Given exercise —
Rescale the data below by copying every line, requests included. Multiply each x and y point coordinate in the answers by 1.55 and round to the nearest whole number, with halves rounded up.

Provided information —
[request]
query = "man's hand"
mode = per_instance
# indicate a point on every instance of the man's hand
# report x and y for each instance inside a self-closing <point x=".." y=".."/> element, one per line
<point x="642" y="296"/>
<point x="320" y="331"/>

Solution to the problem —
[request]
query = "man's hand"
mode = per_instance
# indicate a point on every instance of the man's hand
# report x and y for each instance inside a self-closing <point x=".." y=".."/> element, one per line
<point x="995" y="459"/>
<point x="496" y="513"/>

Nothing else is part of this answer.